* _Task requirements_
Whatever the records say, give every one of them again exactly.

───── Dataset content ─────

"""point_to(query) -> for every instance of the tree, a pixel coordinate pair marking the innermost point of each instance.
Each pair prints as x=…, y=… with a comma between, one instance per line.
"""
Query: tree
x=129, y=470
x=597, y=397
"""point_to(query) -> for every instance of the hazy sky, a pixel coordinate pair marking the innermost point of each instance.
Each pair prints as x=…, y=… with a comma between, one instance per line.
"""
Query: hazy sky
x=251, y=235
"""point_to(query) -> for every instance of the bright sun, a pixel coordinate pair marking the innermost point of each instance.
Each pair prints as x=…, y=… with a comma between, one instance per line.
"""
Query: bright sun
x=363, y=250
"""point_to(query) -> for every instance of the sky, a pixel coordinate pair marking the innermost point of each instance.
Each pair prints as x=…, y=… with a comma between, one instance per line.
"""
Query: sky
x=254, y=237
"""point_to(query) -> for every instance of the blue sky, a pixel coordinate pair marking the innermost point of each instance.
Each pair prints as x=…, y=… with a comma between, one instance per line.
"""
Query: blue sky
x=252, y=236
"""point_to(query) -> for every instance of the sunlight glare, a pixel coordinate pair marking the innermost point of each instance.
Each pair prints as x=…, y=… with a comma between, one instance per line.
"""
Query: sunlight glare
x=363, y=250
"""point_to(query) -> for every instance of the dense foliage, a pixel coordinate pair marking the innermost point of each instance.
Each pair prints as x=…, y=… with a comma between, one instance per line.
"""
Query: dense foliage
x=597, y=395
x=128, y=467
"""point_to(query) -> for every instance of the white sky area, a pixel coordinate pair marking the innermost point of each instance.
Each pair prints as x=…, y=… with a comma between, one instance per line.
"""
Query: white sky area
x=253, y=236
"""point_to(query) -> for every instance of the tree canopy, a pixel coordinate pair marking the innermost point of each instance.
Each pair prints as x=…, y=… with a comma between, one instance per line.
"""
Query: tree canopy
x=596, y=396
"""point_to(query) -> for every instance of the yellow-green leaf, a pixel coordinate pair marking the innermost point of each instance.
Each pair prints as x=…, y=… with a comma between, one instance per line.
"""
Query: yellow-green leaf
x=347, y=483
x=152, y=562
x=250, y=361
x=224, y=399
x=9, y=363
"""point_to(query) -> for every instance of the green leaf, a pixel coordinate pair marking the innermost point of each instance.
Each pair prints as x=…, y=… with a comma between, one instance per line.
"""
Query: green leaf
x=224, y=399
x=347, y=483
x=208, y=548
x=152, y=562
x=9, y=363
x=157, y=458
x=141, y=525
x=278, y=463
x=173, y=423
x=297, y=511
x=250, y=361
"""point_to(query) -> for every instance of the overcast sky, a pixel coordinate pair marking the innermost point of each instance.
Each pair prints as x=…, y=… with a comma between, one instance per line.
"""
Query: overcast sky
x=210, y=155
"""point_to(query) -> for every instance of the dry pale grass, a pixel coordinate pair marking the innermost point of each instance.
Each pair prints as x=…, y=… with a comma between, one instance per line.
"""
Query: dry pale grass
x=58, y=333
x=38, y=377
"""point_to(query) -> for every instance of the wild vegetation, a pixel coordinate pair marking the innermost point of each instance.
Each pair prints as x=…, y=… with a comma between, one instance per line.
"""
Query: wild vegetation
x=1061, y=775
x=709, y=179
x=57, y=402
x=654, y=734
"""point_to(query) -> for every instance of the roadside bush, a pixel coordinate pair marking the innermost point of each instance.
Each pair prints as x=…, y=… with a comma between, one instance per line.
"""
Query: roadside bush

─────

* _Response for this exercise_
"""point_to(query) -> for every instance of the tree, a pixel coordinate pair marking the innermost point of each instance.
Each pair prints as x=…, y=… with a comma between, one instance per line.
"""
Query: tree
x=129, y=470
x=597, y=397
"""point_to(query) -> for every instance of the hazy sky, a pixel coordinate pair marking the innermost point of each instance.
Each pair prints as x=…, y=… with a comma between, one instance per line.
"""
Query: hazy sky
x=251, y=235
"""point_to(query) -> for every instance of the bright sun, a pixel coordinate pair marking the innermost point of each instance.
Each pair prints as x=…, y=… with a comma between, one instance per line.
"""
Query: bright sun
x=363, y=250
"""point_to(query) -> for every instance of the sky, a pixel coordinate pair marking the innermost point of each instance.
Each pair prints as x=…, y=… with a comma between, one instance per line.
"""
Query: sky
x=254, y=237
"""point_to(query) -> for every instance of the blue sky, a pixel coordinate pair marking the innermost point of each instance.
Each pair prints as x=…, y=… with a comma between, one instance per line.
"""
Query: blue sky
x=252, y=236
"""point_to(query) -> for every instance of the sunlight glare, a pixel coordinate pair marking the innermost point of each instance.
Each pair prints as x=…, y=… with a comma between, one instance per line.
"""
Query: sunlight glare
x=363, y=250
"""point_to(query) -> for every instance of the dense foliage, a pixel coordinate pair marking the innermost point of each instance.
Each pair prints as x=…, y=… with a comma between, one instance per line.
"""
Query: dense foliage
x=597, y=395
x=128, y=467
"""point_to(query) -> for every instance of the white sky area, a pixel coordinate pair marking the innermost point of each instance.
Each pair prints as x=…, y=… with a comma between, one instance per line.
"""
Query: white sky area
x=253, y=236
"""point_to(query) -> for every instance of the tree canopy, a pixel coordinate pair marking the innermost point of each instance.
Each pair prints as x=…, y=… with a comma between, one instance per line.
"""
Query: tree canopy
x=596, y=396
"""point_to(query) -> for every instance of the yellow-green leaf, a pixel coordinate pair marking the innermost point of each instance.
Each pair prints as x=…, y=… with a comma between, one instance per line.
"""
Query: yellow-green leaf
x=347, y=483
x=152, y=562
x=250, y=361
x=224, y=399
x=9, y=363
"""point_to(query) -> for every instance of the green leaf, a pixel coordinate pair marking the innermost point of each instance.
Each pair prints as x=…, y=… with a comma between, one instance per line.
"""
Query: green leaf
x=224, y=399
x=347, y=483
x=208, y=548
x=152, y=562
x=9, y=363
x=157, y=458
x=141, y=525
x=278, y=463
x=173, y=423
x=297, y=511
x=250, y=361
"""point_to(query) -> for every instance of the overcast sky, a pixel coordinate pair marking the innermost point of each instance.
Each pair prints as x=…, y=… with a comma between, one instance per line.
"""
Query: overcast sky
x=210, y=155
"""point_to(query) -> for every instance of the dry pale grass, a pixel coordinate pair marking the innermost point of each instance.
Each pair prints as x=…, y=… with a comma between, one instance per line.
"""
Query: dry pale grass
x=58, y=333
x=38, y=377
"""point_to(query) -> for every instance of the wild vegetation, a pixel coordinate pair marking the innermost point of each instance.
Each pair prints as x=…, y=… with a comma between, one instance per line.
"""
Query: wild vegetation
x=1061, y=775
x=709, y=179
x=57, y=402
x=654, y=734
"""point_to(query) -> for every instance of the roadside bush, a pixel coordinate pair marking the innermost point of each instance.
Each pair prints as x=…, y=… with a comma between, one instance per line.
"""
Query: roadside bush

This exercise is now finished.